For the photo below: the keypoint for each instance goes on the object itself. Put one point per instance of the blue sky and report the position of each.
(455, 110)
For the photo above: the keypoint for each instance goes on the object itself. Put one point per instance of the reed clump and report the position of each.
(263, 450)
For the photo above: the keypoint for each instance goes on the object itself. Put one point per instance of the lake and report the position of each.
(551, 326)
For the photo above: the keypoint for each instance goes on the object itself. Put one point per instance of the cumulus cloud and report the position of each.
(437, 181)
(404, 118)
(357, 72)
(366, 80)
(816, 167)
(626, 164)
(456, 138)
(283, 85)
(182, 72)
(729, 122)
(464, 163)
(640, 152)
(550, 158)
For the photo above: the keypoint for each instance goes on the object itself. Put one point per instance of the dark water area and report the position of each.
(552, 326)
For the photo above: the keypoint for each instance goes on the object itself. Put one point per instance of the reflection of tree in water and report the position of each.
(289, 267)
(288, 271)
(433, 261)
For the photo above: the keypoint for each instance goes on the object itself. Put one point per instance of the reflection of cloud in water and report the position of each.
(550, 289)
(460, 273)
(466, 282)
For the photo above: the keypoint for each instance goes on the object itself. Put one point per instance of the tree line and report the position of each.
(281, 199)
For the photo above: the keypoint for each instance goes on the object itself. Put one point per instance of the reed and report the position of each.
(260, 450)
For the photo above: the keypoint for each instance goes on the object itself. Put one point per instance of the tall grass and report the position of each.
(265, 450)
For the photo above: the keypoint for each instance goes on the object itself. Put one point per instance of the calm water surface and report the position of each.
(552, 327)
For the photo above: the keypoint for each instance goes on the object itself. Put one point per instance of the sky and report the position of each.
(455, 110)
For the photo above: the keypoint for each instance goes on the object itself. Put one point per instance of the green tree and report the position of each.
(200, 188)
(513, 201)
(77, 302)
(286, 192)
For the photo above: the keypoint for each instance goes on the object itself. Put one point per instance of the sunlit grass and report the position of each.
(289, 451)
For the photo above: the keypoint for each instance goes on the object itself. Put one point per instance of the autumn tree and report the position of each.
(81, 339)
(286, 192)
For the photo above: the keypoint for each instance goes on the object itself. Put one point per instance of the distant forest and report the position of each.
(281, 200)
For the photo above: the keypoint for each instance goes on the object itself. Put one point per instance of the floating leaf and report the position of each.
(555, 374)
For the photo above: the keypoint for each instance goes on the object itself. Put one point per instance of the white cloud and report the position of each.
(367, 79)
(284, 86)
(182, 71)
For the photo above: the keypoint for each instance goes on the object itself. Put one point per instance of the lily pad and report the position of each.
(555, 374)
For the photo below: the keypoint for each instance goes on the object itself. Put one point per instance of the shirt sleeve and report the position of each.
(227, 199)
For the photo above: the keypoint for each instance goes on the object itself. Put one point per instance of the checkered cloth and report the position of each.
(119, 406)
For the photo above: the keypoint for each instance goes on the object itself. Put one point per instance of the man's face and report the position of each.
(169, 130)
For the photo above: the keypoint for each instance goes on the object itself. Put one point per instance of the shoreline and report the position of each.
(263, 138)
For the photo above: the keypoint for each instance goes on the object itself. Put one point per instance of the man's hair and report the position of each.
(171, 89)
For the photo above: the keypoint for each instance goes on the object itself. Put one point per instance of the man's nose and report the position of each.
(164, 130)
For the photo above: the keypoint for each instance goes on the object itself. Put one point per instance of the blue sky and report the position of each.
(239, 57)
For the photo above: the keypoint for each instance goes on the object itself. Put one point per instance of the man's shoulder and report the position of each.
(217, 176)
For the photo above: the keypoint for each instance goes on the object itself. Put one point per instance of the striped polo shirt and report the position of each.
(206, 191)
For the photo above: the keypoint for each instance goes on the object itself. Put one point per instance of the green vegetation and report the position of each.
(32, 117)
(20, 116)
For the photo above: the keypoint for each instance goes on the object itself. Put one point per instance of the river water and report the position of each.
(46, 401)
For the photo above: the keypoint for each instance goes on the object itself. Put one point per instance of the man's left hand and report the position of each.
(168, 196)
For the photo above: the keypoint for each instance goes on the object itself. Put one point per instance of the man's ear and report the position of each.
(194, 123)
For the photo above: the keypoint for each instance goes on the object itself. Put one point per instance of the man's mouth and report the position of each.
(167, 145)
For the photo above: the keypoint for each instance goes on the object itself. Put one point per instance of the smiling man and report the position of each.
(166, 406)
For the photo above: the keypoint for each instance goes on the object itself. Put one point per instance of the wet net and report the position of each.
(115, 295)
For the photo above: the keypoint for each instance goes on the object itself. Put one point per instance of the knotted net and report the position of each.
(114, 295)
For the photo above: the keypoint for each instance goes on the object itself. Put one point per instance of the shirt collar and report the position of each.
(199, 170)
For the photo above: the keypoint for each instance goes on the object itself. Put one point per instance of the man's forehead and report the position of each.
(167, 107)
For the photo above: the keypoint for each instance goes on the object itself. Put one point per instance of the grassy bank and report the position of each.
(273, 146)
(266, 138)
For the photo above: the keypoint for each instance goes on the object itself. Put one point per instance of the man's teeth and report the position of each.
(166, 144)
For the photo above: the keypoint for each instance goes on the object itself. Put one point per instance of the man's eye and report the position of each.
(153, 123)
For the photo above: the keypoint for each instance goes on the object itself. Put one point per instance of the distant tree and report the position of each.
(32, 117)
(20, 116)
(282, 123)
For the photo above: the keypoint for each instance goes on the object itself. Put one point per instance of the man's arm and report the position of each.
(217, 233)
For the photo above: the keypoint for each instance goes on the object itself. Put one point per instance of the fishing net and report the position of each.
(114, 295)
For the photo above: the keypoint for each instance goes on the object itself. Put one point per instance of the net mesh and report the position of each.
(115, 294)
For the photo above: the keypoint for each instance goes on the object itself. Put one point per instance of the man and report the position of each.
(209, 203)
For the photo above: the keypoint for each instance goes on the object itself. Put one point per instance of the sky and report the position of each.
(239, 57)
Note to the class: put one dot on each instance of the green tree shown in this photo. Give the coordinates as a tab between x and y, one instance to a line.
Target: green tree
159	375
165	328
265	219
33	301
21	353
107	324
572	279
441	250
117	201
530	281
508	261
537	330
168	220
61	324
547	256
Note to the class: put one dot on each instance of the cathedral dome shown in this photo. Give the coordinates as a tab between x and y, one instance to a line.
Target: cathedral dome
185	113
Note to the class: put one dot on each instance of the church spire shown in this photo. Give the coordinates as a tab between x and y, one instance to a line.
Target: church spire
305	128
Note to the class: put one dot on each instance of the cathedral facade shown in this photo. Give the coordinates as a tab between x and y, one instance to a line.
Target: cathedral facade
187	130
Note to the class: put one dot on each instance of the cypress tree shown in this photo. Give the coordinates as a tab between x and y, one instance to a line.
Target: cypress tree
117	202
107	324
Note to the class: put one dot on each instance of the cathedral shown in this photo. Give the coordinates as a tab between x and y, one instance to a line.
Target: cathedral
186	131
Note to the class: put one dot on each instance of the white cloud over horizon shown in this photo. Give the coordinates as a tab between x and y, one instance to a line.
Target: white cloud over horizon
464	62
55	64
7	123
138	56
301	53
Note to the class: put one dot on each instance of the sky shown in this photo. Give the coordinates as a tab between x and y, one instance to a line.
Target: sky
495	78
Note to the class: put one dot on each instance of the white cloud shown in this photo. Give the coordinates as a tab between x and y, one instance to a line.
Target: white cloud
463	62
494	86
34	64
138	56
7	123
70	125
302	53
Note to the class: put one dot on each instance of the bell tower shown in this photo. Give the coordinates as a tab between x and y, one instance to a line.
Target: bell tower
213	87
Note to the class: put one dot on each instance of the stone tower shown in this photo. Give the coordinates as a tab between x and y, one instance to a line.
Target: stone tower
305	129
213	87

• WHAT IS REQUIRED: Nothing in the records may be left out; reproduce them exactly.

• RESULT:
For the photo below: the keypoint for each instance goes on the object itself. Put one point per instance of the blue sky and report the position of each.
(455, 110)
For the photo above: the keypoint for each instance goes on the object itself. Put one point per instance of the reed clump and report the position of each.
(263, 450)
For the photo above: the keypoint for each instance goes on the object itself. Put one point per instance of the lake and report the position of each.
(551, 326)
For the photo above: the keypoint for each instance goes on the object itself. Put one point per instance of the cumulus cloud and report the position of each.
(437, 181)
(404, 118)
(357, 72)
(366, 80)
(816, 167)
(626, 164)
(456, 138)
(283, 85)
(182, 72)
(729, 122)
(464, 163)
(640, 152)
(550, 158)
For the photo above: the keypoint for each instance goes on the object itself. Put one point per instance of the dark water area and report the position of each.
(552, 326)
For the photo above: the keypoint for each instance goes on the object itself. Put one point per instance of the reflection of tree in water and report the position of each.
(289, 267)
(288, 271)
(433, 261)
For the photo above: the keypoint for each instance goes on the object itself. Put one point per instance of the reflection of cloud in water and report the position of each.
(550, 289)
(460, 273)
(466, 282)
For the photo above: the keypoint for each instance goes on the object itself. Put one point per instance of the tree line and report the position of each.
(281, 199)
For the photo above: the keypoint for each instance goes on the object itself. Put one point per instance of the reed and report the position of each.
(260, 450)
For the photo above: the keypoint for each instance goes on the object itself. Put one point per instance of the tall grass and report the position of each.
(265, 450)
For the photo above: the keypoint for each instance goes on the object itself. Put one point per instance of the calm water surface and report the position of each.
(552, 327)
For the photo above: the keypoint for each instance goes on the object itself. Put one point per instance of the sky and report the position of each.
(455, 110)
For the photo above: the keypoint for each instance goes on the object itself. Put one point per instance of the green tree and report the position of each.
(200, 188)
(513, 201)
(77, 302)
(286, 192)
For the photo above: the keypoint for each instance goes on the object itself. Put one point per instance of the sunlit grass and report the position of each.
(289, 451)
For the photo above: the keypoint for each instance goes on the object itself. Put one point per instance of the autumn tree and report the position of each.
(81, 339)
(286, 192)
For the photo above: the keypoint for each instance goes on the object itself. Put one point per instance of the distant forest and report the position of each.
(281, 200)
For the photo above: the keypoint for each instance goes on the object itself. Put one point per instance of the floating leaf and report the position of each.
(555, 374)
For the photo above: the keypoint for each instance goes on the object itself. Put one point per instance of the white cloud and report the position of each.
(367, 79)
(284, 86)
(182, 71)
For the photo above: the keypoint for each instance goes on the object itself. Put one point per instance of the lily pad and report the position of each.
(555, 374)
For the photo below: the keypoint for each instance goes on the object itself. Put one point per instance of the shirt sleeve and report the position of each.
(227, 199)
For the photo above: the keypoint for each instance goes on the object itself. Put one point per instance of the checkered cloth and report the position of each.
(119, 406)
For the photo above: the keypoint for each instance goes on the object itself. Put one point per instance of the man's face and report the position of each.
(169, 130)
For the photo above: the keypoint for each instance goes on the object itself. Put one point per instance of the shoreline and report the position of each.
(263, 138)
For the photo above: the keypoint for each instance goes on the object itself. Put one point per instance of the man's hair and report the position of each.
(171, 89)
For the photo above: the keypoint for each instance goes on the object itself. Put one point per instance of the man's nose and report the position of each.
(164, 130)
For the photo above: the keypoint for each instance goes on the object itself. Put one point per instance of the blue sky and report the position of each.
(239, 57)
For the photo above: the keypoint for each instance goes on the object itself. Put one point per instance of the man's shoulder and report the position of each.
(217, 176)
For the photo above: the keypoint for each instance goes on the object itself. Put one point per instance of the striped polo shirt and report the position of each.
(206, 191)
For the photo above: the keypoint for each instance goes on the object itself. Put one point per instance of the green vegetation and report the position of each.
(32, 117)
(20, 116)
For the photo above: the keypoint for each instance goes on the object itself. Put one point per instance of the river water and report the position of each.
(46, 401)
For the photo above: the keypoint for each instance goes on the object itself. Put one point per instance of the man's left hand and report the position of each.
(168, 196)
For the photo above: the keypoint for each instance goes on the object itself. Put one point per instance of the man's ear and report the position of each.
(194, 123)
For the photo above: the keypoint for each instance goes on the object itself. Put one point per instance of the man's mouth and report the position of each.
(167, 145)
For the photo above: the keypoint for each instance goes on the object itself. Put one point per instance of the smiling man and report the position of each.
(166, 406)
For the photo above: the keypoint for each instance goes on the object itself. Put one point per instance of the wet net and report the position of each.
(115, 295)
For the photo above: the keypoint for each instance goes on the object itself. Put one point per instance of the knotted net and report the position of each.
(114, 295)
For the photo above: the keypoint for each instance goes on the object itself. Put one point per instance of the shirt collar and report the position of each.
(199, 170)
For the photo above: the keypoint for each instance goes on the object itself. Put one point per instance of the man's forehead and report the position of each.
(167, 107)
For the photo above: the keypoint for each instance goes on the object itself. Put one point per instance of the grassy bank and report the position of each.
(273, 146)
(266, 138)
For the photo above: the keypoint for each instance goes on the object itself. Put one point per instance of the man's teeth and report the position of each.
(166, 144)
For the photo above: the keypoint for each instance goes on the object itself. Put one point per instance of the man's eye and report the position of each.
(153, 123)
For the photo above: the keypoint for each instance goes on the object itself. Put one point per instance of the distant tree and report the position of each.
(32, 117)
(20, 116)
(282, 123)
For the photo above: the keypoint for each instance goes on the object itself. Put one point per instance of the man's arm and report the position of each.
(217, 233)
For the photo above: the keypoint for each instance goes on the object itself. Put one point per instance of the fishing net and report the position of each.
(114, 295)
For the photo above: the keypoint for each instance goes on the object itself. Put one point per instance of the net mesh and report the position of each.
(115, 294)
For the photo above: the keypoint for each instance goes on the object itself. Put one point per instance of the man and report the position of each.
(209, 203)
For the photo above: the keypoint for each instance goes on the object itself. Put one point per instance of the sky and report the position of each.
(239, 57)
Note to the class: put one dot on each instance of the green tree shown in this photo. Give the coordinates as a tab between x and y, one instance to a line.
Target: green tree
159	375
165	328
265	219
33	301
21	353
107	324
572	279
441	250
117	201
530	281
508	261
537	330
168	220
61	324
547	256
Note to the class: put one dot on each instance of the cathedral dome shown in this photo. Give the coordinates as a tab between x and y, one instance to a line.
Target: cathedral dome
185	113
Note to the class: put one dot on each instance of the church spire shown in this photo. Give the coordinates as a tab between x and y, one instance to a line.
Target: church spire
305	128
Note to the class: put one dot on each instance of the cathedral facade shown in this photo. Give the coordinates as a tab between x and y, one instance to a line.
Target: cathedral facade
187	130
Note to the class: put one dot on each instance of the cypress tree shown in this photo. Give the coordinates as a tab between x and y, one instance to a line.
Target: cypress tree
117	202
107	324
Note to the class: put one dot on each instance of the cathedral shown in this photo. Give the coordinates as a tab between x and y, one instance to a line.
Target: cathedral
186	131
Note to the class: put one dot on each instance of the white cloud over horizon shown in this photo. Give the coordinates as a tab between x and y, one instance to a line.
Target: white cloud over horizon
464	62
55	64
7	123
138	56
301	53
Note to the class: put one dot on each instance of the sky shown in this photo. Give the coordinates as a tab between x and y, one instance to a line.
Target: sky
495	78
Note to the class: put one dot on each instance of the white cloud shown in this photo. Give the coordinates as a tab between x and y, one instance to a line.
Target: white cloud
463	62
494	86
34	64
138	56
7	123
70	125
302	53
Note to the class: put one dot on each instance of the bell tower shown in this photo. Give the coordinates as a tab between x and y, one instance to a line.
Target: bell tower
213	87
Note to the class: put one dot on each instance of the stone tower shown in this photo. Give the coordinates as a tab between x and y, one instance to a line.
Target: stone tower
305	129
213	87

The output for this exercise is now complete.